Entrevista com Luísa Ducla Soares


Luísa Ducla Soares nasceu em 1939 e licenciou-se em Filologia Germânica. Foi tradutora, consultora literária, jornalista, colaborou com dezenas de jornais e revista e foi, ainda, diretora de uma revista de divulgação cultural de seu nome "Vida".
Em 1970, lançou o primeiro livro de poemas chamado "Contrato". Desde aí lançou mais de 100 obras. Venceu o Prémio Calouste Gulbenkian em 1984 e o Grande Prémio Calouste Gulbenkian em 1996. Em 2004 foi selecionada como candidata portuguesa ao Prémio Hans Christian Andersen.








A autora aceitou o convite da Biblioteca Municipal de Mondim de Basto e respondeu a algumas perguntas.

Biblioteca Municipal de Mondim de Basto - Fale-nos de si como autora e da sua obra

Luísa Ducla Soares - Comecei a escrever aos 10 anos e desde aí nunca mais abandonei o meu sonho de ser escritora. Como criança e adolescente escrevi muito, publicando algumas coisas em jornais ou revistas mas guardando  nas gavetas quase tudo o que então produzi.  Mas essa prática de longos anos foi-me extremamente útil . Só depois de terminar a Faculdade publiquei o 1º livro, de poesia, intitulado Contrato. Pensava dedicar-me à literatura para adultos mas um dia, por brincadeira, rabisquei um texto para crianças: A história da Papoila. Publiquei-o e , para minha sorte ou azar, pretenderam atribuir-lhe o Prémio Maria Amália Vaz de Carvalho, que eu recusei por razões políticas, visto que era atribuído por um organismo do Estado Novo, que tinha censura, de que eu própria era vítima nas publicações que fazia em jornais.

··········

- PEDIDO ESCRITO A -
Como ficaria, em forma de lista, o parágrafo da entrevista que começa por "Luísa Ducla Soares nasceu em 1939", mantendo os factos principais?

(Entradas de um conjunto de dados de anotação)
··········

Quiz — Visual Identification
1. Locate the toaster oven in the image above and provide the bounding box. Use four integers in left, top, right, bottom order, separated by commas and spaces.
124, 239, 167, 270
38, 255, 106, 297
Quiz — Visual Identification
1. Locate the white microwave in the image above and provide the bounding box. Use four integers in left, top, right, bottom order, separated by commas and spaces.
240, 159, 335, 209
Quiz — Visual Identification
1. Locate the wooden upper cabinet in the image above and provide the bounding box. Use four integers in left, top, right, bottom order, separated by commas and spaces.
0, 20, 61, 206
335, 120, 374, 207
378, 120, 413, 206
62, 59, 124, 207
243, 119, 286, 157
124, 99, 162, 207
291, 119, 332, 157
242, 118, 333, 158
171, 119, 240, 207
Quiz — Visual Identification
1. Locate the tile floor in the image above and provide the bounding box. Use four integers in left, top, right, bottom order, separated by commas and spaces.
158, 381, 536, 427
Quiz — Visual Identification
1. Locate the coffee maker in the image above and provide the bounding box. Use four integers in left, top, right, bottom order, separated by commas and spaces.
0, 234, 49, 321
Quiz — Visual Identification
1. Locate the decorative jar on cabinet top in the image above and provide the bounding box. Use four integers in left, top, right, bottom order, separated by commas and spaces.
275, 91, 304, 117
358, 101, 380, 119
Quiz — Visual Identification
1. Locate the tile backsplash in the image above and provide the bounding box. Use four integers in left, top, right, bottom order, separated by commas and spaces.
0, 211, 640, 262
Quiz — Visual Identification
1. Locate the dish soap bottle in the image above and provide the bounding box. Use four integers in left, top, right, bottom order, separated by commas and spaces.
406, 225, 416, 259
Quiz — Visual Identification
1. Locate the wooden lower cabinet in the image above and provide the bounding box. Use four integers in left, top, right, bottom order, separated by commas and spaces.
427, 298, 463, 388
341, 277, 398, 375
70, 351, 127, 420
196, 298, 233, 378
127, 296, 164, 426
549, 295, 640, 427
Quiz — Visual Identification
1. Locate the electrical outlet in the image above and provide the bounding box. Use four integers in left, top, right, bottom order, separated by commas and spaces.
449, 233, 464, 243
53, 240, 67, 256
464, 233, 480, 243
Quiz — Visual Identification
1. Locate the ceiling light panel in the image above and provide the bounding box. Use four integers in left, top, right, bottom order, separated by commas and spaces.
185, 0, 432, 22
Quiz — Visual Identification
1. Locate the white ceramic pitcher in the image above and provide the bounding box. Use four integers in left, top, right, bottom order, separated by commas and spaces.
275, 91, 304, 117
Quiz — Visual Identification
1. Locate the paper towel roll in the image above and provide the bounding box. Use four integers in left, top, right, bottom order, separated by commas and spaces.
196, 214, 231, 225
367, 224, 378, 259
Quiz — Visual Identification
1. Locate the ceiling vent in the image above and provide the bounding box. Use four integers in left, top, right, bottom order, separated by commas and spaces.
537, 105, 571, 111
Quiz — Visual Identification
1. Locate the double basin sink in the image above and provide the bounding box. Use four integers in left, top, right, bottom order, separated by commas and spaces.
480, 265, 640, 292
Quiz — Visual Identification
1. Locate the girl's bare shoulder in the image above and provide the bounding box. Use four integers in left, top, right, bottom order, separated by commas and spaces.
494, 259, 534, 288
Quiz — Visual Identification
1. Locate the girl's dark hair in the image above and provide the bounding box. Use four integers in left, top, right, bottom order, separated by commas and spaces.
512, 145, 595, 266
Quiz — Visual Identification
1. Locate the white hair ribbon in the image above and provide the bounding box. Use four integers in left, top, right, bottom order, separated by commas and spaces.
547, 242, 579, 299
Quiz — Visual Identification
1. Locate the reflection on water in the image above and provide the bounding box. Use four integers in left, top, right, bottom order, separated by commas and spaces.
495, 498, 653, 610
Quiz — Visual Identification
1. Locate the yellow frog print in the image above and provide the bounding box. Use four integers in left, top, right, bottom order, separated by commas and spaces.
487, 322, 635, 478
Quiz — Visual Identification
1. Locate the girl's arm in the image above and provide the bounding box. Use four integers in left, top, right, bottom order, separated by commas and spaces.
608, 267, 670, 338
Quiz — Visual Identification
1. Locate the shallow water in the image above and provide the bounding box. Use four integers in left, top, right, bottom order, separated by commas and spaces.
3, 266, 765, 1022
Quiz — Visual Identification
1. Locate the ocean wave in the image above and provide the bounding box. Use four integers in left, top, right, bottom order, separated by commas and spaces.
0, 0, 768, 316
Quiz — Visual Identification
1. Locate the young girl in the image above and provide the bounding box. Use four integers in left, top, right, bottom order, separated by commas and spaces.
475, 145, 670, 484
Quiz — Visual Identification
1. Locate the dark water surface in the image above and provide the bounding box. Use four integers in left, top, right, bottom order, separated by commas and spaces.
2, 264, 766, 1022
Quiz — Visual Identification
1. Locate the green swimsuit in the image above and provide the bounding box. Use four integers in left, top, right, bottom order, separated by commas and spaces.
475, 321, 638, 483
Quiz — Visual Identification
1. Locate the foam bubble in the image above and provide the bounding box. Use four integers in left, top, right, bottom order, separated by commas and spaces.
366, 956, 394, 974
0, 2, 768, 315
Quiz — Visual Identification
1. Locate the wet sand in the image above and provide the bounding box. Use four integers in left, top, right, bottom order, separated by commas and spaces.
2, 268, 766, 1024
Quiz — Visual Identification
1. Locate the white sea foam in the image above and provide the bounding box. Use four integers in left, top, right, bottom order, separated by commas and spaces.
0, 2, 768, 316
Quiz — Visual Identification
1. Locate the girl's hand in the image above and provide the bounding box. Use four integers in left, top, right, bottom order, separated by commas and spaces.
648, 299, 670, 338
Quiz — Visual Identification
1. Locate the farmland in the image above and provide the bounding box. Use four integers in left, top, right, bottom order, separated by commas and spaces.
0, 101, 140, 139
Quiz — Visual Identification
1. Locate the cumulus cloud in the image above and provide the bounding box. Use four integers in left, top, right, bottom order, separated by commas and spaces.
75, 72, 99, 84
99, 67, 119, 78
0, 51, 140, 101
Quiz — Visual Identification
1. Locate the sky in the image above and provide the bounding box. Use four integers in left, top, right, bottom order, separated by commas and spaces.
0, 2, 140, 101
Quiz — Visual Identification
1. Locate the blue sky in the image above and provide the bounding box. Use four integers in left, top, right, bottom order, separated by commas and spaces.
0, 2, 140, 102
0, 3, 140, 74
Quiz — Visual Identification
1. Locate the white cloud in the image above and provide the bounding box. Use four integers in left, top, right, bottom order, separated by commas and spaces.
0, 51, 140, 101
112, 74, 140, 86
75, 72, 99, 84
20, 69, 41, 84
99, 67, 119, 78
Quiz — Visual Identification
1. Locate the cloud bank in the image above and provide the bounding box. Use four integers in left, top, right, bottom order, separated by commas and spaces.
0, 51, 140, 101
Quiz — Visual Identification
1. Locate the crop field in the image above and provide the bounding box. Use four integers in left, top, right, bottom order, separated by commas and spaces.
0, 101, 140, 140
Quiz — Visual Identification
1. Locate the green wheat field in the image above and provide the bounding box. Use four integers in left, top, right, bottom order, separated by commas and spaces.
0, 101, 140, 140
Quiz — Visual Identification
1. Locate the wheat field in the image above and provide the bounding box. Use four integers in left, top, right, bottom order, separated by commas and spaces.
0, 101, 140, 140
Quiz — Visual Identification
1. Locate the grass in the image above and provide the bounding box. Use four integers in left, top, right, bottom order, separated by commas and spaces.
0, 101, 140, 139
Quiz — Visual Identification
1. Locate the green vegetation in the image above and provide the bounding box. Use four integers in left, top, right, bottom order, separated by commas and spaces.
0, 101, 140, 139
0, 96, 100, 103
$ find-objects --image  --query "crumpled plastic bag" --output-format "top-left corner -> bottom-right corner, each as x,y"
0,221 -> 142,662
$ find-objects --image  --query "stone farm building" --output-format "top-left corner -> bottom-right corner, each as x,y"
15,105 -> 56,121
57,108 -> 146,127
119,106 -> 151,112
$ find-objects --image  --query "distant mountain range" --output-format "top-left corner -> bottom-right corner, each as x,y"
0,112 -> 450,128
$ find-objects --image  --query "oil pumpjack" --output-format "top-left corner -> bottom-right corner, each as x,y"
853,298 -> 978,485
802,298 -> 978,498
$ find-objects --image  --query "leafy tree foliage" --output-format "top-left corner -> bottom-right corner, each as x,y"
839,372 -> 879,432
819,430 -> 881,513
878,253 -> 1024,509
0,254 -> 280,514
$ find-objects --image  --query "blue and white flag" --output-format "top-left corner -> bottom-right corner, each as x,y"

··········

- PEDIDO ESCRITO B -
Nos registos, desde o início até à linha que contém "240, 159, 335, 209", inclusive, pode trocar "bounding box" por "enclosing box" e devolver apenas essas linhas, sem mais nenhuma alteração?

- RESULTADO FINAL A -
- Nasceu em 1939.
- Licenciou-se em Filologia Germânica.
- Foi tradutora, consultora literária e jornalista.
- Colaborou com dezenas de jornais e revistas.
- Dirigiu a revista de divulgação cultural "Vida".

- RESULTADO FINAL B -
Quiz — Visual Identification
1. Locate the toaster oven in the image above and provide the enclosing box. Use four integers in left, top, right, bottom order, separated by commas and spaces.
124, 239, 167, 270
38, 255, 106, 297
Quiz — Visual Identification
1. Locate the white microwave in the image above and provide the enclosing box. Use four integers in left, top, right, bottom order, separated by commas and spaces.
240, 159, 335, 209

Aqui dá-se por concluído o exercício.